§ **Tekst do czytania**
◆ ◆ ◆ ◆ ◆ ◆ ◆
Krytyka literacka. Poezja, proza, literatura współczesna. Pismo literackie i wydawnictwo.

Czy istnieje genius loci? *
Z Ewą Malec rozmawia Dagmara Pułaczewska

Wciąż powraca temat Dolnego Śląska? Co w tym regionie takiego jest? Czy troszczą się o niego jakieś duchy opiekuńcze? Czy, cytując Ewę Malec, „Tam, gdzie współistnieją co najmniej dwie kultury, w procesie integracji wytwarza się nowa jakość” **?  

Czy i tak jest w kawiarnio-księgarni hiszpańskiej, mieszczącej się tuż obok tętniącego życiem centrum Wrocławia…?

 

 

Skąd pomysł na hiszpańską księgarnię?

 

Dlaczego akurat hiszpańska? Nie ma to jakiegoś logicznego wyjaśnienia, dlaczego we Wrocławiu, w poniemieckim mieście, nagle jest księgarnia hiszpańska. A ja też nie mam korzeni rodzinnych hiszpańskich, po prostu lubię bardzo języki obce, były mi one bliskie od dziecka. Uczyłam się i francuskiego, i hiszpańskiego, i portugalskiego, więc możliwość dojścia do literatury w języku oryginału była dla mnie bardzo kusząca. A ponieważ od dziecka czytałam bardzo dużo i kocham książki, to jak tylko mam chwilę, wszystko jedno czy w tramwaju, czy przed spaniem, to czytam…

Hiszpański to nie tylko Hiszpania, jest to kultura wielu krajów hiszpańskojęzycznych nie tylko w Europie. Jednak to długie słowo i ciężko jest tłumaczyć, że jest to księgarnia z literaturą hiszpańsko- i portugalskojęzyczną, to trochę długo trwa. Jeden język, a ma się dostęp do różnej literatury i kultury, bo sama Ameryka Południowa i Łacińska, od Meksyku, kończąc na Argentynie, jest bardzo zróżnicowana zarówno jeśli chodzi o literaturę, o różnice językowe, ale też przecież o historię, tradycję… Niby wszystkie te kraje zostały skolonizowane przez tych samych Hiszpanów, jednak różnią się bardzo, bo w każdym z nich też były kultury miejscowe, prekolumbijskie, jak to się zwykło określać. I ta mieszanka, w każdym z nich jest inna.
◆ ◆ ◆ ◆ ◆ ◆ ◆
§ **Wyodrębniony materiał**

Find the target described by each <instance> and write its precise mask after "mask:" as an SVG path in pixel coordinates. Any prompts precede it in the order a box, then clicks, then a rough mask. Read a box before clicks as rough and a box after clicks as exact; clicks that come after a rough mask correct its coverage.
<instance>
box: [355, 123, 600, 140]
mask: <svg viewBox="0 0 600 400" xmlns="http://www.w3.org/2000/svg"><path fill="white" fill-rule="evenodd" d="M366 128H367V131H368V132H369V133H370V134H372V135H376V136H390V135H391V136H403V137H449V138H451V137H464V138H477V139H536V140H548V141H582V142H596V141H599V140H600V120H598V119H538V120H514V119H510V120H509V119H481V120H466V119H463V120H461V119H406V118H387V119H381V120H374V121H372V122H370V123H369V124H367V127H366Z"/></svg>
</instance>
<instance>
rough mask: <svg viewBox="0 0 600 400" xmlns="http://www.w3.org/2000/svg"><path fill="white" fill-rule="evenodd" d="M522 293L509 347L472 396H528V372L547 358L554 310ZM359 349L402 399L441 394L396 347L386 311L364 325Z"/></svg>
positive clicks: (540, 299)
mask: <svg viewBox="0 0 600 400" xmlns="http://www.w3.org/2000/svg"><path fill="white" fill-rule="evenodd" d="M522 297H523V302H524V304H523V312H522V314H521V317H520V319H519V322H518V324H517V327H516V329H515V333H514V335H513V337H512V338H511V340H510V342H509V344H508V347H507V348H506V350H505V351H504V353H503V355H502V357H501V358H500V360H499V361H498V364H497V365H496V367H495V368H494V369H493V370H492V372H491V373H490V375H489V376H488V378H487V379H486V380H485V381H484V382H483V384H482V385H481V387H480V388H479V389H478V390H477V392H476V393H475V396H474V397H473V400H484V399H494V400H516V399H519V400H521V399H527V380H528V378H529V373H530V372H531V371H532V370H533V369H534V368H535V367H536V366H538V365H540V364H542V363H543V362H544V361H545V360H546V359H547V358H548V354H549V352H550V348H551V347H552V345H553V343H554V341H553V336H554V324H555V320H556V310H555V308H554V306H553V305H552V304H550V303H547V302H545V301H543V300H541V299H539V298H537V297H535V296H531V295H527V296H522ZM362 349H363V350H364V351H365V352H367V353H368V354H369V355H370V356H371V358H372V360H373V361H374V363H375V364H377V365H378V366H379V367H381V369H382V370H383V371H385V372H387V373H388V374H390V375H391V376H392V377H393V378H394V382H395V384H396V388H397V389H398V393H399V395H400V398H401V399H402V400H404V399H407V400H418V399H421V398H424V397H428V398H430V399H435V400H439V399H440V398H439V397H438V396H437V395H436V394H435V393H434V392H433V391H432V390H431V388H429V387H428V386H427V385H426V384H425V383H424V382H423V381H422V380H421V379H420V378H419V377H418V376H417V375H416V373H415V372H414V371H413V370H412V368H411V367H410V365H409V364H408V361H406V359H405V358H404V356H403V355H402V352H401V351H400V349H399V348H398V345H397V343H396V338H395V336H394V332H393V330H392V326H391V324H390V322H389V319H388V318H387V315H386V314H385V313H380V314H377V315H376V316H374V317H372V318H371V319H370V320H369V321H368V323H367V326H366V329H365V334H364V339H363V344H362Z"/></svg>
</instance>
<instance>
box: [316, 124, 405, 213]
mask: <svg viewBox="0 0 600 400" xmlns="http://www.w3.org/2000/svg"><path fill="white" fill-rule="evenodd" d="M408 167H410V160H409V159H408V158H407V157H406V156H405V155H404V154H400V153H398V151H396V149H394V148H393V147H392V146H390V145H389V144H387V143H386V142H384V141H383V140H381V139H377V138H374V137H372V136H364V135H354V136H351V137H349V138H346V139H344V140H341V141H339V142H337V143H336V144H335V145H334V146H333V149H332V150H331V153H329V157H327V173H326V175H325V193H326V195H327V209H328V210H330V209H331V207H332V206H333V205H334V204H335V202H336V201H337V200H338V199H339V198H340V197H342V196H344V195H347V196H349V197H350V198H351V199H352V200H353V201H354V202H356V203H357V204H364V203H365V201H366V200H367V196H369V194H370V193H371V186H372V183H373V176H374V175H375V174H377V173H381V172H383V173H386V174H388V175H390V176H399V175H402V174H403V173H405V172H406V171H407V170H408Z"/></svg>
◆ ◆ ◆ ◆ ◆ ◆ ◆
§ **Polecenie**
Dopisz dalszy ciąg rozmowy o hiszpańskiej księgarni we Wrocławiu, zaczynając zaraz po jej ostatnim zdaniu.

§ **Wynik zadania**
 

 

Nie jest to tylko księgarnia, ale także klubo-kawiarnia.

 

Tak, choć strasznie nie lubię zwrotu klubo-kawiarnia, bo kojarzyły mi się z czasami komunistycznymi, których jeszcze zaznałam na sobie. Akurat jak system się zmieniał, miałam 13 lat, więc byłam już w miarę dojrzałym człowiekiem, a przynajmniej myślącym. Te wszystkie określenia z wtedy nie są dla mnie retro, zabawne i fajne, choć w swoim koncepcie zawierają, to czym naprawdę zajmujemy się tutaj. Nie jesteśmy samą kawiarnią, czyli miejscem, gdzie można napić się kawy, a słowo klub jest tu kluczowe, bo kiedyś kluby kojarzyły się z czymś z jednej strony ekskluzywnym, a z drugiej z czymś, co gromadzi ludzi o podobnych zainteresowaniach. Ja ciągle mam nadzieję, że jesteśmy i nadal będziemy takim miejscem dla tych, których gromadzi miłość do książek.

Wieczorami to miejsce zamienia się częściowo w bar, więc może to odstraszać niektórych, jak ktoś siedzi na zewnątrz z piwem i głośno rozmawia. Choć zauważyłam, że bywa odwrotnie. Niektórych ludzi odstraszają książki. Kiedyś dwóch chłopaków wybiegło stąd, wołając „patrz literki, uciekamy!”, ale większość jednak zostaje.

 

 

Jak się pani udało stworzyć takie klimatyczne miejsce?

 

Pewnie to są banały, ale klimat to są ludzie i to od ludzi, którzy tu przychodzą, zależy jak tu jest. Trzeba cały czas coś organizować. Impreza typu cyklicznego jest dobrą rzeczą, bo wtedy ludzie, którzy nie mają facebooka, wiedzą, że we wtorek mogę przyjść o 9 wieczorem, bo tu będzie fajna atmosfera i tłum, takie rzeczy przyciągają. Nie wszystkie spotkania są o literaturze, np. był kiedyś Meksykanin tu mieszkający, zafascynowany meksykańskim kinem lat 40 i opowiadał o tym. Robimy koncerty zorganizowane za bilety albo co łaska do kapelusza, jest flamenco i tanga, i inna muzyka. Nie zamykamy się tylko na klimaty hiszpańsko- latynoamerykańskie. Oprócz tego są spotkania dla ludzi, którzy chcą porozmawiać po hiszpańsku, zawsze wtedy ktoś gra na gitarze albo tamburynie. Hiszpanów ciężko jest powstrzymać.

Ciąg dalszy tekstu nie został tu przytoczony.